Repeat each record exactly. Any picture gets left out.
>> start
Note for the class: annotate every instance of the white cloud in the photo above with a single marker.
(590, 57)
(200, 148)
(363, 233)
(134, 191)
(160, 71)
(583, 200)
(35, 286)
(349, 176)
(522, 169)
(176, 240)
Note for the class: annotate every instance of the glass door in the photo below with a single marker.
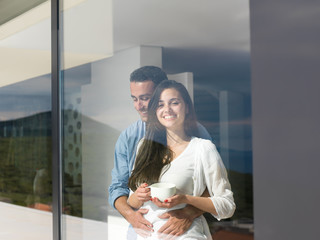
(25, 120)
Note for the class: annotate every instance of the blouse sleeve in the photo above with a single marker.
(215, 178)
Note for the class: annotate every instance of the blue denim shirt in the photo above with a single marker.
(124, 157)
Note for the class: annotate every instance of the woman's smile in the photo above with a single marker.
(171, 109)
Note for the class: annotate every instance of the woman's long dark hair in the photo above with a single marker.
(153, 153)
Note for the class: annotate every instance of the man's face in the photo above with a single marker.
(141, 93)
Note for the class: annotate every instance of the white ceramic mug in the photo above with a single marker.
(162, 191)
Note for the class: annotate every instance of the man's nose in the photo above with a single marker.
(166, 108)
(140, 104)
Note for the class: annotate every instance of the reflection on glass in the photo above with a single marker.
(25, 135)
(25, 120)
(97, 104)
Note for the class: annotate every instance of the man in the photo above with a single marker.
(143, 81)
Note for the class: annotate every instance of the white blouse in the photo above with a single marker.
(198, 167)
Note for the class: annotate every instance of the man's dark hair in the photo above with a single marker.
(155, 74)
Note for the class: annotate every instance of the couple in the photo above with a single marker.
(170, 152)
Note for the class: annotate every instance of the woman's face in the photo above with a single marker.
(171, 110)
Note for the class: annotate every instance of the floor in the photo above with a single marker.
(22, 223)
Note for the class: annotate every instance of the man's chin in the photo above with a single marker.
(144, 118)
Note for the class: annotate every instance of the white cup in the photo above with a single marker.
(162, 191)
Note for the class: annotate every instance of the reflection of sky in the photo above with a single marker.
(25, 98)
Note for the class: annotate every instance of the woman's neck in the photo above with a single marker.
(177, 138)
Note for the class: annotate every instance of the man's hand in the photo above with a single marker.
(140, 225)
(135, 218)
(180, 220)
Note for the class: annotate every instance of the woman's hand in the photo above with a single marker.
(143, 193)
(171, 201)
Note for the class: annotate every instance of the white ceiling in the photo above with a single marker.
(214, 24)
(192, 32)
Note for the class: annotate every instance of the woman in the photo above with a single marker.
(171, 152)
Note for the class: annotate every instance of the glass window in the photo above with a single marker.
(25, 120)
(205, 46)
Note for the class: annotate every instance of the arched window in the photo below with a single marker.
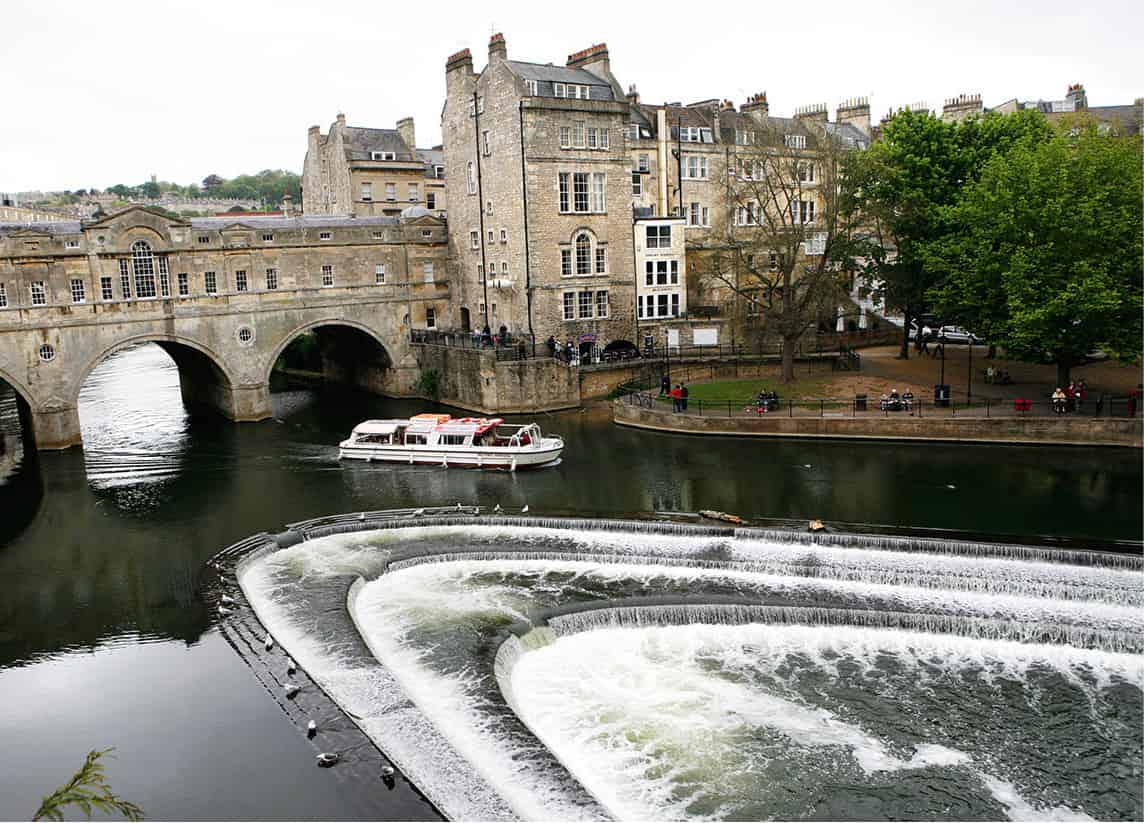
(582, 253)
(143, 268)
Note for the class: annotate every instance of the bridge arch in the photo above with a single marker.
(350, 353)
(204, 378)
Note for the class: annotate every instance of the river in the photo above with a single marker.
(103, 641)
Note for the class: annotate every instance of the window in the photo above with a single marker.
(143, 268)
(585, 305)
(125, 278)
(582, 254)
(659, 236)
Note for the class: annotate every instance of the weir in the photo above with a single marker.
(415, 623)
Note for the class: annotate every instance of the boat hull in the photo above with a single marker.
(461, 458)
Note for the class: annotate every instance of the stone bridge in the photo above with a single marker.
(58, 323)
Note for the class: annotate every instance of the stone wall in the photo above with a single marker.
(474, 379)
(1114, 432)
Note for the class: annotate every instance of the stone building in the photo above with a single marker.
(371, 172)
(540, 197)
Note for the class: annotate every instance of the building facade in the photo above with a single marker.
(371, 172)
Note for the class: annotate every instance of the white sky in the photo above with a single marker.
(104, 93)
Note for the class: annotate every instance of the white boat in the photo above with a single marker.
(444, 441)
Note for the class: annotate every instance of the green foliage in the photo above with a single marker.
(1047, 256)
(88, 790)
(429, 384)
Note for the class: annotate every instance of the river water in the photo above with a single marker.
(103, 641)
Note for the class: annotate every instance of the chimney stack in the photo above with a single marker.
(855, 111)
(498, 49)
(405, 129)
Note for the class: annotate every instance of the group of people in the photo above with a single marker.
(678, 394)
(998, 376)
(1071, 397)
(565, 351)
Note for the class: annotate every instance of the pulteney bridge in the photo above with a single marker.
(223, 297)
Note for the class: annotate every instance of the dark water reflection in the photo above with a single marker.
(101, 551)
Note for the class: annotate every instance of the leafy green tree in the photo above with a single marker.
(88, 789)
(903, 188)
(1047, 256)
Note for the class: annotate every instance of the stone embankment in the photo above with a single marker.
(1064, 430)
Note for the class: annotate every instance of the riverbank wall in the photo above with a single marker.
(1101, 432)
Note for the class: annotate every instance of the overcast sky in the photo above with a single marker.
(104, 93)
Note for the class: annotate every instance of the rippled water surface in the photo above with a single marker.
(104, 641)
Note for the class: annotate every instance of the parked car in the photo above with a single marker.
(956, 334)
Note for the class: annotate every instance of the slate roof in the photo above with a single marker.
(546, 74)
(359, 142)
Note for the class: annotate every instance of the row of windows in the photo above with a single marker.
(582, 192)
(658, 306)
(412, 189)
(586, 305)
(579, 136)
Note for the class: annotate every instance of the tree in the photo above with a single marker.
(903, 187)
(87, 789)
(1047, 258)
(783, 251)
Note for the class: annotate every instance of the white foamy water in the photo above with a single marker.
(640, 723)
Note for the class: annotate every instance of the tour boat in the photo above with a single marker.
(445, 441)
>> end
*Correct output:*
Note for the class: annotate every instance of the white cloud in the photo above with a single marker.
(590, 57)
(200, 148)
(363, 233)
(134, 191)
(160, 71)
(583, 200)
(35, 286)
(349, 176)
(522, 169)
(176, 240)
Note for the class: annotate every instance of the glass door in the photo below with a single marker.
(25, 120)
Note for the class: annotate every instance of the blouse sleeve in the photo above with a single marker.
(215, 178)
Note for the class: annotate every instance of the blue denim shirt in the photo above with a single marker.
(124, 157)
Note for the class: annotate every instance of the woman's smile in the photo above with a single marker.
(171, 109)
Note for the class: annotate every instance of the woman's long dark hair in the photo above with a single marker.
(153, 153)
Note for the class: annotate every instance of the man's face in the photo above with a single marker.
(141, 93)
Note for the class: annotate every instance of the white ceramic mug in the photo above with a single marker.
(162, 191)
Note for the class: annotate every instance of the man's nose in the photo above with a single marker.
(166, 108)
(140, 104)
Note for the class: annotate every instance of the reflection on glass in the photo above with a single marker.
(25, 135)
(25, 120)
(97, 104)
Note for the class: annotate every instance of the man in the photo above with a single marker.
(143, 81)
Note for the class: annotate every instance of the white blouse in the photo above with a single marker.
(198, 167)
Note for the class: annotate every instance of the man's dark hair in the photo above with a single marker.
(155, 74)
Note for the class: annotate every instance of the couple in the photo above with a single marker.
(170, 152)
Note for the class: annotate every instance of the woman's face in the photo above with a single marker.
(171, 110)
Note for the class: annotate every instance of the floor in the photo above with a single marker.
(22, 223)
Note for the class: annotate every instance of the man's chin in the photo above with a single marker.
(144, 118)
Note for the class: annotate every instance of the white cup in the photo above with a single marker.
(162, 191)
Note for the class: annotate every instance of the reflection of sky in the photo above with a single marker.
(25, 98)
Note for the class: annotate every instance of the woman's neck in the photo above with a single marker.
(177, 138)
Note for the class: annotate every instance of the man's hand in the photo above with a single marker.
(140, 225)
(135, 218)
(180, 220)
Note for the class: annotate every instance of the woman's hand in the photo above with a single marker.
(143, 193)
(171, 201)
Note for the class: annotate every instance of the white ceiling in the photo above with a single marker.
(214, 24)
(192, 32)
Note for the class: annotate every instance of the woman in the photo above with a single marker.
(171, 152)
Note for the class: annotate every instance of the glass window in the photo above with a single marker.
(25, 120)
(205, 46)
Note for the class: annotate every instance of the arched window in the photo below with a single marker.
(582, 253)
(143, 268)
Note for the class: annotate every instance of the bridge arch in the photo above with a single marker.
(350, 353)
(204, 378)
Note for the class: annotate every instance of the river in the photo above with a single marker.
(103, 641)
Note for the class: annotate every instance of the window in the photo above with a single marker.
(143, 268)
(585, 305)
(125, 278)
(582, 254)
(659, 236)
Note for the class: annotate every instance of the weir in the photo above with a single marker.
(415, 623)
Note for the class: annotate every instance of the boat hull in the photo above with a single marker.
(461, 458)
Note for the class: annotate every instance of the stone bridge in the photo above with a single marker.
(58, 323)
Note for the class: annotate every instance of the stone wall in the photo above with a single marker.
(474, 379)
(1114, 432)
Note for the class: annotate every instance of the stone building in the photo above with a single marker.
(371, 172)
(540, 197)
Note for the class: annotate every instance of the building facade in the photo above with a single marker.
(371, 172)
Note for the class: annotate every instance of the white sky in the photo above with a single marker.
(104, 93)
Note for the class: annotate every instance of the white boat in the photo above with a single marker.
(444, 441)
Note for the class: annotate every instance of the green foliage in the photo above with a single marker.
(1047, 256)
(88, 790)
(429, 384)
Note for the class: annotate every instance of the river water in the photo above with a single marker.
(103, 641)
Note for the class: annotate every instance of the chimney stack in the photo above with a single marker.
(855, 111)
(498, 49)
(405, 129)
Note for the class: annotate every instance of the group of people in the photo above with a single marker.
(678, 394)
(998, 376)
(1071, 397)
(565, 351)
Note for the class: annotate every instance of the pulteney bridge in the photo above with a single marker.
(223, 297)
Note for the class: annotate every instance of the dark water reflection in the photo above with a single marker.
(101, 551)
Note for the class: annotate every instance of the leafy green tree in the photo above with a single marker.
(88, 789)
(903, 188)
(1047, 256)
Note for the class: annotate every instance of the stone embankment in the photo above with a single marker.
(1064, 430)
Note for the class: annotate every instance of the riverbank wall in the photo above with a single marker.
(1101, 432)
Note for the class: annotate every instance of the overcast sky in the photo above with a single marker.
(104, 93)
Note for the class: annotate every instance of the rippled water surface in the photo above with a single marker.
(104, 641)
Note for the class: annotate every instance of the parked car in the photo above with a single marker.
(956, 334)
Note for the class: annotate every instance of the slate roof in the photo above with a single marker.
(546, 74)
(359, 142)
Note for the class: annotate every instance of the row of windows in the photo above with a single marker.
(582, 192)
(658, 306)
(412, 189)
(586, 305)
(579, 136)
Note for the class: annotate every instance of the tree in the photo above with a single marker.
(903, 187)
(87, 789)
(1047, 258)
(783, 251)
Note for the class: annotate every instance of the white foamy water in the photo above with a single marker.
(640, 723)
Note for the class: annotate every instance of the tour boat in the photo above with a single marker.
(445, 441)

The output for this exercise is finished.